Task goal
Please reproduce the full set of data below exactly.

Saved data entries
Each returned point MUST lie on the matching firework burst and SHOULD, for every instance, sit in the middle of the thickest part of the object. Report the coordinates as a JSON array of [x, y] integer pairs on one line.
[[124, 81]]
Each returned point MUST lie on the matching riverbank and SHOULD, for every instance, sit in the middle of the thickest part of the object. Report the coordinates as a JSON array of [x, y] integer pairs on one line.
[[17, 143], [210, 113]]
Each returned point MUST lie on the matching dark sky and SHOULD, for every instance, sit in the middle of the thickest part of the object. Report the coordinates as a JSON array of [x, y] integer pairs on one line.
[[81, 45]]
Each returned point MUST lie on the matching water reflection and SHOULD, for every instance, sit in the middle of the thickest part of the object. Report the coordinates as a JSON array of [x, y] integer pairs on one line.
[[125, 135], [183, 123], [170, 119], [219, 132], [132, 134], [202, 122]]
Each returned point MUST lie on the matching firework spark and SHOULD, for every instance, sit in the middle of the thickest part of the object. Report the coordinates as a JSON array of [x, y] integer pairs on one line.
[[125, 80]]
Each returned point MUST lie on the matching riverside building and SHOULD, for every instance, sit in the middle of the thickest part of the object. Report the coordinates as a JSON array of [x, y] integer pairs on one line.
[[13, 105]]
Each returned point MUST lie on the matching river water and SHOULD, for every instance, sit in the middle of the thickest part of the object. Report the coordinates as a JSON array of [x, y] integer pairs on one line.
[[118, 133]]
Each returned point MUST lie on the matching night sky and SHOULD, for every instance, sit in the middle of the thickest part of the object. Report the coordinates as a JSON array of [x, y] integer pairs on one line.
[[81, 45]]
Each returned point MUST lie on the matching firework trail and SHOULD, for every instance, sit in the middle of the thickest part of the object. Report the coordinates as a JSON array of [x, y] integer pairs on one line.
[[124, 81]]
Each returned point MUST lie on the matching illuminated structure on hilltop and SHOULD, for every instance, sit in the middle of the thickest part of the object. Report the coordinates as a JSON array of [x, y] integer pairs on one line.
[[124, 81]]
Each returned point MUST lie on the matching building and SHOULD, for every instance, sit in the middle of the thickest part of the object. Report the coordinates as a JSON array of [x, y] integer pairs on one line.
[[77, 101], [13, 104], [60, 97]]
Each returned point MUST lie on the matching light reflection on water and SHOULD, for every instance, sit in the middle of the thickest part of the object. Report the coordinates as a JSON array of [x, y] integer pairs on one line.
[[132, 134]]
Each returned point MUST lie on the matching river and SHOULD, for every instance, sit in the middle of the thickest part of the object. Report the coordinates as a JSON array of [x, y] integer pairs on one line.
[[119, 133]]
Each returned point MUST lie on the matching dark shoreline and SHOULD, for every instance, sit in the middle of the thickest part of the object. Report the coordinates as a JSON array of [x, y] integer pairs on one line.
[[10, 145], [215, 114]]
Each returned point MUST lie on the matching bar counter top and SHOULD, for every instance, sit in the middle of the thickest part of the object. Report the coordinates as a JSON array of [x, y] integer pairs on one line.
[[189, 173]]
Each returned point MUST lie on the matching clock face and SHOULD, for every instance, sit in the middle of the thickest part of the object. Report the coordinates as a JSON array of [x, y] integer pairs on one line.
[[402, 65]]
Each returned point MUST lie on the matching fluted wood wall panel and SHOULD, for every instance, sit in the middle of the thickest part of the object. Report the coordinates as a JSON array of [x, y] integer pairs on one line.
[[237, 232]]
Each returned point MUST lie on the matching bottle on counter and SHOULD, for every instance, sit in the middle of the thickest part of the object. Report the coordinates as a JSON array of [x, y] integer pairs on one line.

Written answer
Each returned point MUST lie on the matching firework burst and SHOULD, for every instance, sit in the middle of the thickest part of the object. Report the coordinates as a JSON array of [x, y] integer pairs on one line.
[[124, 81]]
Each returned point MUST lie on the matching riverbank and SHOULD, for every instance, sit in the middle of the thickest part of the object. Report the coordinates as a JSON array of [x, y] integer pairs on one line.
[[17, 143], [210, 113]]
Each returned point MUST lie on the matching dark sky and SHOULD, for every instance, sit in the middle of the thickest part of the object. Report the coordinates as a JSON array of [x, y] integer pairs on one line.
[[81, 45]]
Each returned point MUST lie on the matching water reflection and SHOULD, for every instance, sit in the middle of the thickest part of the object. Report the coordinates as a JSON array of [x, y] integer pairs on one line.
[[125, 135], [183, 123], [170, 119], [219, 132], [132, 134], [202, 122]]
Each returned point MUST lie on the matching firework spark and SHOULD, for every instance, sit in the middle of the thickest part of the object. Report the coordinates as a JSON array of [x, y] integer pairs on one line.
[[125, 80]]
Each returned point MUST lie on the matching riverside building and SHOULD, for every instance, sit in the middle of the thickest part of the object. Report the coordinates as a JSON array of [x, y] integer pairs on one line.
[[13, 105]]
Each returned point MUST lie on the matching river water and SHOULD, for every instance, sit in the middle of the thickest part of the object. Report the coordinates as a JSON array of [x, y] integer pairs on one line.
[[118, 133]]
Each returned point MUST lie on the matching night sky and SHOULD, for every instance, sit in the middle of the thickest part of the object. Report the coordinates as a JSON array of [x, y] integer pairs on one line.
[[81, 45]]
Each returned point MUST lie on the matching firework trail and SHOULD, for every instance, sit in the middle of the thickest part of the object. Report the coordinates as a JSON array of [x, y] integer pairs on one line.
[[124, 81]]
Each returned point MUST lie on the matching illuminated structure on hilltop and SHOULD, for every instance, sit in the middle of the thickest part of the object. Report the coordinates as a JSON array of [x, y] integer pairs on one line.
[[124, 81]]
Each returned point MUST lie on the matching building and SHOULD, for every instance, sit in the middle of the thickest part of the object. Report the coordinates as a JSON array of [x, y] integer pairs on one line.
[[77, 101], [13, 104], [60, 97]]
Each returned point MUST lie on the matching light reflection on water and SHOULD, for every instance, sit in the middle of the thickest part of the object. Report the coordinates as a JSON array of [x, y] integer pairs on one line.
[[132, 134]]
Each returned point MUST lie on the matching river and SHOULD, for every instance, sit in the middle of the thickest part of the object. Report the coordinates as a JSON array of [x, y] integer pairs on one line.
[[119, 133]]
Each returned point MUST lie on the matching dark shoreline and SHOULD, for every instance, sit in the middle of the thickest part of the object. Report the coordinates as a JSON array of [x, y] integer pairs on one line.
[[10, 145], [215, 114]]
Each returned point MUST lie on the matching bar counter top and SHOULD, for every instance, sit in the middle of the thickest part of the object. Report the coordinates as a JSON array of [x, y] integer pairs on one line.
[[189, 173]]
Each returned point MUST lie on the matching clock face and SHOULD, for every instance, sit in the middle of the thickest part of the object. Report the coordinates as a JSON array of [x, y] integer pairs on one line.
[[402, 65]]
Each returned point MUST lie on the matching fluted wood wall panel and SHOULD, for every instance, sit in the middle of the thickest part of the object. Report the coordinates as a JSON array of [x, y] integer pairs on one line.
[[237, 232]]
Each returned point MUST lie on the matching bottle on counter and SHOULD, for every instance, sit in the middle of the thickest part of the object. Report the coordinates as a JSON array of [x, y] integer pairs on one line.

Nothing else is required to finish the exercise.